Records excerpted from a collection
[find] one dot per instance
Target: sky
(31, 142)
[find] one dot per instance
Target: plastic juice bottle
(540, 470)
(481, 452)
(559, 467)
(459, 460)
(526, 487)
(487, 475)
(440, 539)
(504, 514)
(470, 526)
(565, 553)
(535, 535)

• _DESCRIPTION OF THE TASK_
Without altering a single word, reproduce the entries above.

• _RESULT FOR THIS TASK_
[find] one dot per instance
Target: sky
(31, 142)
[find] one dot per instance
Target: plastic juice bottle
(540, 470)
(481, 452)
(559, 467)
(459, 460)
(526, 487)
(487, 475)
(440, 539)
(504, 514)
(470, 526)
(565, 553)
(535, 535)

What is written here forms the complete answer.